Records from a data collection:
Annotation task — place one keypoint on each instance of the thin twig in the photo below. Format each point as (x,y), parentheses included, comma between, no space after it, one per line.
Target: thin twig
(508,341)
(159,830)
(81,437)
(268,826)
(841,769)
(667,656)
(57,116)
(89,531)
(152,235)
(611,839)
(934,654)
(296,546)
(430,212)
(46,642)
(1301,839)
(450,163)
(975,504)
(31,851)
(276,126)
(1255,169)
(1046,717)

...

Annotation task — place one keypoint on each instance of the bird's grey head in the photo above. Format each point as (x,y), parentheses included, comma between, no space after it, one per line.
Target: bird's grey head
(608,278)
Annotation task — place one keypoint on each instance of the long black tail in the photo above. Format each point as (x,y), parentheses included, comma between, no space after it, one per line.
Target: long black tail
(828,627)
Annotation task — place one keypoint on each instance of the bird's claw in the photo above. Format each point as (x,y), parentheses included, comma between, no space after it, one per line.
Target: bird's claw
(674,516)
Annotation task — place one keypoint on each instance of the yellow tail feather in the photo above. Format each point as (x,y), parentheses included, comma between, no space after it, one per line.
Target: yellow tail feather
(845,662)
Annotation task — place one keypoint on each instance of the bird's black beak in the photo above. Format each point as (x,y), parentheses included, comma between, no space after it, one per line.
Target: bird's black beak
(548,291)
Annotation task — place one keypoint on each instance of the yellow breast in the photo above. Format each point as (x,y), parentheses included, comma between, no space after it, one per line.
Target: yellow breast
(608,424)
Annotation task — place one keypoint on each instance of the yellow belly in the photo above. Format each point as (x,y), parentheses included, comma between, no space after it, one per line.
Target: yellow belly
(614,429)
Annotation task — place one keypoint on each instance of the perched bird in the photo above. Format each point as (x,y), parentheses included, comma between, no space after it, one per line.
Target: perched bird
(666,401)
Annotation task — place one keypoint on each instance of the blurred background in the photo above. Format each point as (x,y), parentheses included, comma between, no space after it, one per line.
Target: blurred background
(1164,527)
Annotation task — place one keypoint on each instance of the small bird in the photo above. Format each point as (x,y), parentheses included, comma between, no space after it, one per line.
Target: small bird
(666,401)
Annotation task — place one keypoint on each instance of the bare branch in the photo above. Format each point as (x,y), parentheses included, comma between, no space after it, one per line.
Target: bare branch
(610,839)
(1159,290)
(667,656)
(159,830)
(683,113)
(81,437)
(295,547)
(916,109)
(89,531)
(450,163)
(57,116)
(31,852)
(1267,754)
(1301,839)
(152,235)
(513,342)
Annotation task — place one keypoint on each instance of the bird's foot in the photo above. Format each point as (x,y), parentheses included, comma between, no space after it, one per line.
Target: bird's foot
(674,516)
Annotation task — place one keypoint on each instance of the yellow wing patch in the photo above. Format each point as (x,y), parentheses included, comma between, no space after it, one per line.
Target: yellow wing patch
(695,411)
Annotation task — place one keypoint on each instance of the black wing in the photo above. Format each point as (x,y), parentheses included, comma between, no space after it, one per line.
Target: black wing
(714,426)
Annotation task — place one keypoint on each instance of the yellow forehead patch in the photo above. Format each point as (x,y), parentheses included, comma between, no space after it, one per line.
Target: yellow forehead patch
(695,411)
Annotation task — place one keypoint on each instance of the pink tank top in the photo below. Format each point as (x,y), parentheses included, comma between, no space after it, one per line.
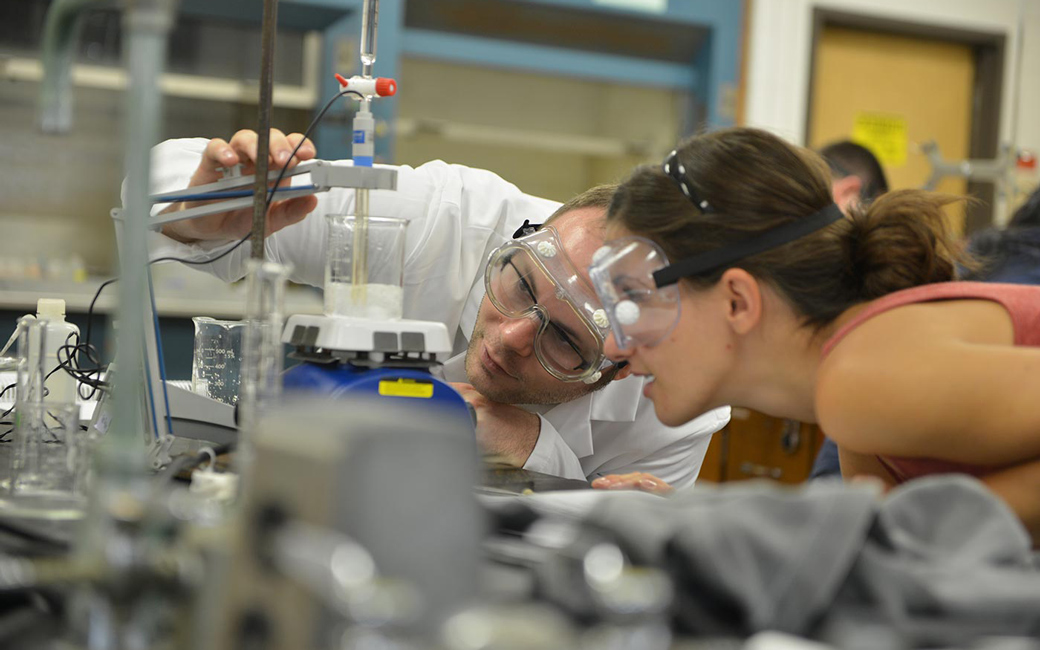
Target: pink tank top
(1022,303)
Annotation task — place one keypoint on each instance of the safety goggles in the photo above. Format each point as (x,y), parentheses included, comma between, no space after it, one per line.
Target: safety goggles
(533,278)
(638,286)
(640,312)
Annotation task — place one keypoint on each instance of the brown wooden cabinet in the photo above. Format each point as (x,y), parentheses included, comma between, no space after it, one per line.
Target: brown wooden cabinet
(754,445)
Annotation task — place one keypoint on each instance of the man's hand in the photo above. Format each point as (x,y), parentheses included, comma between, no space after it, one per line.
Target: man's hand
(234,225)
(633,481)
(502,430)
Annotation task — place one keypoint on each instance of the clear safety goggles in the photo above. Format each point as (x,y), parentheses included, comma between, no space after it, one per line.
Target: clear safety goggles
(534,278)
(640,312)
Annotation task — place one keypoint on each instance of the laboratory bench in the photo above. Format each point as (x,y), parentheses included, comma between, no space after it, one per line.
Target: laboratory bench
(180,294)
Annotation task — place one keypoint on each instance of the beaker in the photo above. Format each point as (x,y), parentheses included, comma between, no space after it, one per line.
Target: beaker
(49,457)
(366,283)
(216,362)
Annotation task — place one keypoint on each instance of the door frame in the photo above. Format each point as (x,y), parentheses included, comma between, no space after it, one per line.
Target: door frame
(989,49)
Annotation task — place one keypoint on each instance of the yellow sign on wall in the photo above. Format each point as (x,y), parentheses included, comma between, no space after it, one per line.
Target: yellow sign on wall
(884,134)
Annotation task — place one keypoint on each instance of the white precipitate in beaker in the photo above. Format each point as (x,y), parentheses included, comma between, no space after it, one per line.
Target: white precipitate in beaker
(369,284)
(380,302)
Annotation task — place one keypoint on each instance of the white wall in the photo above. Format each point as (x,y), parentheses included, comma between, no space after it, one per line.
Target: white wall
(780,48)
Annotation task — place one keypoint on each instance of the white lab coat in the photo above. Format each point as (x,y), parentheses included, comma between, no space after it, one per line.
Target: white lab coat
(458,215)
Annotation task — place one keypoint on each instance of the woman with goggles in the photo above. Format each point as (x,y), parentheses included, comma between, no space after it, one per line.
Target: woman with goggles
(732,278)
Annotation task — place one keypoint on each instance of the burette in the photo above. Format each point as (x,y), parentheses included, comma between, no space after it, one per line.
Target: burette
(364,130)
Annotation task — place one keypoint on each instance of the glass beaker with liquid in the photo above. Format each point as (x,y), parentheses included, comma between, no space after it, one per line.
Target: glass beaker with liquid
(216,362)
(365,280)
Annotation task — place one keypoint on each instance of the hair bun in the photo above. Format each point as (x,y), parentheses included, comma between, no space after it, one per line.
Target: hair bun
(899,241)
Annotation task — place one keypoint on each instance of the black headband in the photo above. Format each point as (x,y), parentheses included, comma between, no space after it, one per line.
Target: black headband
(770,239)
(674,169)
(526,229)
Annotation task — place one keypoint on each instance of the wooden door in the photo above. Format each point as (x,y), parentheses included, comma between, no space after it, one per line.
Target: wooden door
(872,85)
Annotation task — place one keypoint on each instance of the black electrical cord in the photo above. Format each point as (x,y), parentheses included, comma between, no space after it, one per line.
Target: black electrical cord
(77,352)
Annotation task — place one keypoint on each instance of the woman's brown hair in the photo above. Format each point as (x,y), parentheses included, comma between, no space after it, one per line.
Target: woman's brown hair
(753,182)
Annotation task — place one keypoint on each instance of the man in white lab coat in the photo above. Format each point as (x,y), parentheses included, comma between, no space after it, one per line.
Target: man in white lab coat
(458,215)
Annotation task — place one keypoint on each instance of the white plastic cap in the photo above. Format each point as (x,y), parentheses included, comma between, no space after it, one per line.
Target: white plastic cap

* * *

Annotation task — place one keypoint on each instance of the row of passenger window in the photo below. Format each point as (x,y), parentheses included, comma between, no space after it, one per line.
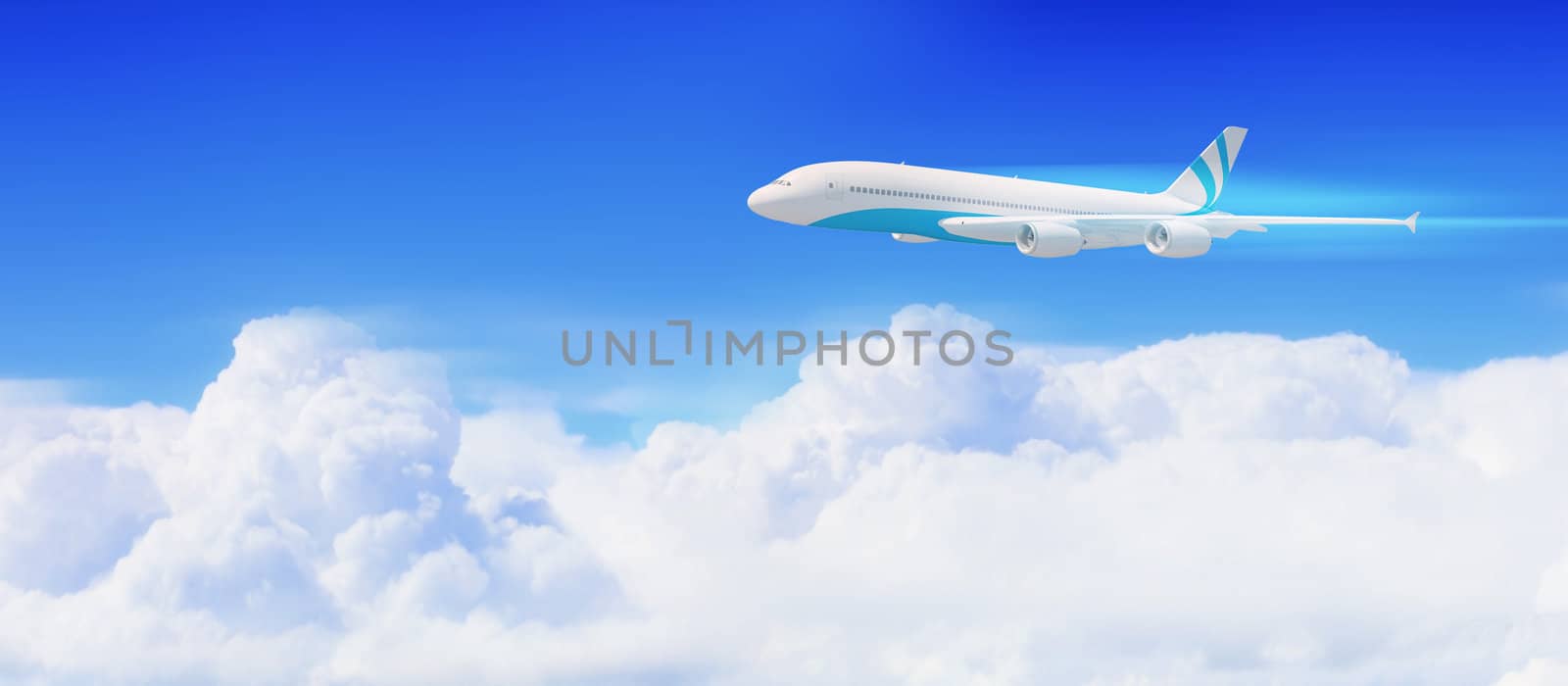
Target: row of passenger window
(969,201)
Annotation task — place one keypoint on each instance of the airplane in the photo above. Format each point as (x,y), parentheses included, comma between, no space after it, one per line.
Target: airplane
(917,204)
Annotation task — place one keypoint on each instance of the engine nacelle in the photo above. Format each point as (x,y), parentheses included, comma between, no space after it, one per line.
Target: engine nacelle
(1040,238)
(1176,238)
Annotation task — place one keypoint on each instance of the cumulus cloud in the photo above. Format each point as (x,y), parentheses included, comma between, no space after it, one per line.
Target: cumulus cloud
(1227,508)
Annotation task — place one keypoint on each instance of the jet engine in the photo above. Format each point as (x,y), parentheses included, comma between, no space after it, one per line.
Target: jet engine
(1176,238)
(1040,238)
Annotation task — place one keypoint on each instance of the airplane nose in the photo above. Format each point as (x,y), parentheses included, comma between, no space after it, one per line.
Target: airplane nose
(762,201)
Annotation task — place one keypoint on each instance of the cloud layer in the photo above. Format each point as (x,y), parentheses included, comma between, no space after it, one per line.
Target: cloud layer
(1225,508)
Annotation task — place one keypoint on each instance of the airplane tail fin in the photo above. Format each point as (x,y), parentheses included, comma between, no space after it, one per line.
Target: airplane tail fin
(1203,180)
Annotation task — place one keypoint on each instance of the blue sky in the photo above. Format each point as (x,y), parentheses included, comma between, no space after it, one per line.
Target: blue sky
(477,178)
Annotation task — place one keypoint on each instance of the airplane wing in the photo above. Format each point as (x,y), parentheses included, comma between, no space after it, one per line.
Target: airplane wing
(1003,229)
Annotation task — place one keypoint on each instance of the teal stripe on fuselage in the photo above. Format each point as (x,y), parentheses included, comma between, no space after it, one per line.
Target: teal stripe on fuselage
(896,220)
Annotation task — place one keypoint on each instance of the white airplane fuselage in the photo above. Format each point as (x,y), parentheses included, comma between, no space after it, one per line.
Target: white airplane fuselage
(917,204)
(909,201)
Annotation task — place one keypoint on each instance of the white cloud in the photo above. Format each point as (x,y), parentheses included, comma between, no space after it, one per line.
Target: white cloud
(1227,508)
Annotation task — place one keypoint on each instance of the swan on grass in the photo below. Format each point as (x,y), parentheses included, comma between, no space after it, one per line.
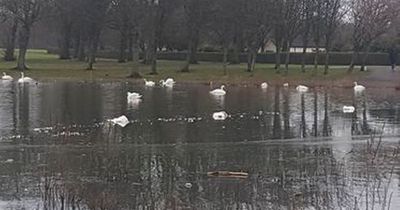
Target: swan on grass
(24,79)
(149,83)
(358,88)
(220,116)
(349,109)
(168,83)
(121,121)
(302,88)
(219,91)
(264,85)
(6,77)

**PROBLEM TO WORK ON**
Gather every line of the material above that contains the string "blue". Case counts.

**OUTPUT OF THE EXERCISE**
Annotation task — place one keypoint on each instance of the blue sky in the photo above. Format each point as (x,y), parentheses included, comma between, no space after it, one per line.
Target: blue sky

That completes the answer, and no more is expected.